■ Given information
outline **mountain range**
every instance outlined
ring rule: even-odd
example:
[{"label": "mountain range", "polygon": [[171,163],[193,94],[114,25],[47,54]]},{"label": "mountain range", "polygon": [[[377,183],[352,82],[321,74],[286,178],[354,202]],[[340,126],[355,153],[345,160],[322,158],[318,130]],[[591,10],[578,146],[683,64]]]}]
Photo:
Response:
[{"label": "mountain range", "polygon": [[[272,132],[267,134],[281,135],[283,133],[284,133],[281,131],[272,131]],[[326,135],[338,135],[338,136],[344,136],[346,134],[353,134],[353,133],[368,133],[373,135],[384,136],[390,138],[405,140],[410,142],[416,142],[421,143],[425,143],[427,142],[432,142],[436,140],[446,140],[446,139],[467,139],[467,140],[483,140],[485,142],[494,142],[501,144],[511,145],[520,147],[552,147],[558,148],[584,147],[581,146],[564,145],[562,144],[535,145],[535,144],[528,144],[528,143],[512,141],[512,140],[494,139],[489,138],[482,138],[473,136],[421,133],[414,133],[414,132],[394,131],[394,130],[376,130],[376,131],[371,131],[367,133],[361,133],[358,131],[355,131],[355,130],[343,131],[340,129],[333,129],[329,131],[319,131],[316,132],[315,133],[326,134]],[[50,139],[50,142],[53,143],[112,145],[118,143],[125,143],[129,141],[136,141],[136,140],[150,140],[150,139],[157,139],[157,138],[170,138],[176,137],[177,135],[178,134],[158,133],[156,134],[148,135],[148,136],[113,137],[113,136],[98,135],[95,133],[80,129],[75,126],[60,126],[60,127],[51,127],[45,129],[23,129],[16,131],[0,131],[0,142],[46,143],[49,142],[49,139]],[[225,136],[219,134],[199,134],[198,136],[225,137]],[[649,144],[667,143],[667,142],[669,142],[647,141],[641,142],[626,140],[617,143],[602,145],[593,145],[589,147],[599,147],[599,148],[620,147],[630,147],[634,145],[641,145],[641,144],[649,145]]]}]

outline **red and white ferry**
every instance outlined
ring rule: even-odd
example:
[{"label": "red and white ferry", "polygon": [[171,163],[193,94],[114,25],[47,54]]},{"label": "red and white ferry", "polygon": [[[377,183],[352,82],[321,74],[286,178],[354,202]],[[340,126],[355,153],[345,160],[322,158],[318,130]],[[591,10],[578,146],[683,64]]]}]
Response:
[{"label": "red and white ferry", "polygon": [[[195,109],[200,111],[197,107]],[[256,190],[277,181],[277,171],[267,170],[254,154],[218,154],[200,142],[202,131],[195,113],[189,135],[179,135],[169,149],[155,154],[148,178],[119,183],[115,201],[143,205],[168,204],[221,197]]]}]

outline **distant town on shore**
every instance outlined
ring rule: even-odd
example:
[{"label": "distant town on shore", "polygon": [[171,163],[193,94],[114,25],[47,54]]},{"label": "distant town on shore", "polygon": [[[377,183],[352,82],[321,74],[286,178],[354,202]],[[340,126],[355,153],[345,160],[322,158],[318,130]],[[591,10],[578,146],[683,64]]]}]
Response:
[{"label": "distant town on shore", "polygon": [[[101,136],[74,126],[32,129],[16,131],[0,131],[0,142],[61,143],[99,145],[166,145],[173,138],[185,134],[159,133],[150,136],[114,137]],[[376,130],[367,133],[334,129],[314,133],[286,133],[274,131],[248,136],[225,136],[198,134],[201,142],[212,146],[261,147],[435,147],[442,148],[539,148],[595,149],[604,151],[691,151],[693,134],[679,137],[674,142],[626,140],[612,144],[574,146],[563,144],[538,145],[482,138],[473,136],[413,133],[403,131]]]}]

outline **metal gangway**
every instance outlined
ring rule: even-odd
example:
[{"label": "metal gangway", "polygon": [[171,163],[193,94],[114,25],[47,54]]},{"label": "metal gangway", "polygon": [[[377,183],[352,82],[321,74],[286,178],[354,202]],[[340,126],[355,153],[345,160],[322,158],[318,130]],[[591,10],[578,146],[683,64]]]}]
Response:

■ Written problem
Repeat every record, exactly as written.

■ Response to the task
outline **mountain range**
every instance outlined
ring rule: even-odd
example:
[{"label": "mountain range", "polygon": [[171,163],[193,94],[114,25],[47,54]]},{"label": "mountain range", "polygon": [[[377,183],[352,82],[321,74],[286,178],[354,202]],[[340,126],[355,153],[345,160],[322,158],[318,130]],[[591,10],[578,146],[683,64]]]}]
Photo:
Response:
[{"label": "mountain range", "polygon": [[[272,132],[267,134],[281,135],[283,133],[284,133],[281,131],[272,131]],[[326,135],[338,135],[338,136],[344,136],[346,134],[353,134],[353,133],[368,133],[373,135],[384,136],[390,138],[405,140],[410,142],[416,142],[421,143],[425,143],[427,142],[432,142],[436,140],[446,140],[446,139],[467,139],[467,140],[483,140],[485,142],[494,142],[501,144],[511,145],[520,147],[552,147],[558,148],[584,147],[581,146],[564,145],[562,144],[535,145],[535,144],[528,144],[528,143],[512,141],[512,140],[494,139],[489,138],[482,138],[473,136],[421,133],[414,133],[414,132],[394,131],[394,130],[376,130],[376,131],[371,131],[367,133],[361,133],[358,131],[355,131],[355,130],[343,131],[340,129],[333,129],[329,131],[319,131],[316,132],[315,133],[326,134]],[[50,139],[50,142],[53,143],[112,145],[118,143],[125,143],[129,141],[136,141],[136,140],[150,140],[150,139],[157,139],[157,138],[170,138],[176,137],[177,135],[178,134],[158,133],[156,134],[148,135],[148,136],[113,137],[113,136],[98,135],[95,133],[80,129],[75,126],[60,126],[60,127],[51,127],[45,129],[23,129],[16,131],[0,131],[0,142],[46,143],[49,142],[49,139]],[[225,136],[219,134],[199,134],[198,136],[225,137]],[[649,144],[667,143],[667,142],[669,142],[647,141],[641,142],[626,140],[617,143],[602,145],[593,145],[589,147],[599,147],[599,148],[620,147],[630,147],[634,145],[641,145],[641,144],[649,145]]]}]

outline **red and white ferry**
every instance outlined
ring rule: even-odd
example:
[{"label": "red and white ferry", "polygon": [[171,163],[193,94],[114,25],[47,54]]},{"label": "red and white ferry", "polygon": [[[377,183],[352,82],[321,74],[286,178],[354,202]],[[340,126],[355,153],[345,160],[322,158],[318,130]],[[591,10],[578,146],[683,64]]]}]
Response:
[{"label": "red and white ferry", "polygon": [[[195,109],[200,111],[197,107]],[[256,190],[277,181],[277,171],[267,170],[254,154],[218,154],[200,142],[202,131],[195,113],[189,135],[179,135],[169,149],[155,154],[148,178],[119,183],[115,201],[143,205],[168,204],[221,197]]]}]

outline **distant town on shore**
every instance outlined
ring rule: even-odd
example:
[{"label": "distant town on shore", "polygon": [[171,163],[193,94],[114,25],[47,54]]},{"label": "distant town on shore", "polygon": [[[377,183],[352,82],[321,74],[286,178],[354,202]],[[340,126],[355,153],[345,160],[322,158],[318,130]],[[591,10],[578,146],[683,64]]]}]
Response:
[{"label": "distant town on shore", "polygon": [[[101,136],[74,126],[32,129],[16,131],[0,131],[0,142],[61,143],[99,145],[166,145],[173,138],[185,134],[159,133],[150,136],[114,137]],[[376,130],[367,133],[334,129],[314,133],[286,133],[274,131],[248,136],[225,136],[198,134],[201,142],[212,146],[261,147],[435,147],[442,148],[539,148],[595,149],[604,151],[691,151],[693,134],[679,137],[674,142],[626,140],[612,144],[574,146],[563,144],[538,145],[482,138],[473,136],[413,133],[403,131]]]}]

outline **metal gangway**
every instance outlined
ring rule: even-odd
example:
[{"label": "metal gangway", "polygon": [[171,163],[193,94],[114,25],[47,54]]},{"label": "metal gangway", "polygon": [[[377,183],[352,82],[321,74],[286,178],[354,202]],[[340,126],[355,153],[345,160],[322,158],[318,130]],[[591,10],[578,146],[683,64]]]}]
Response:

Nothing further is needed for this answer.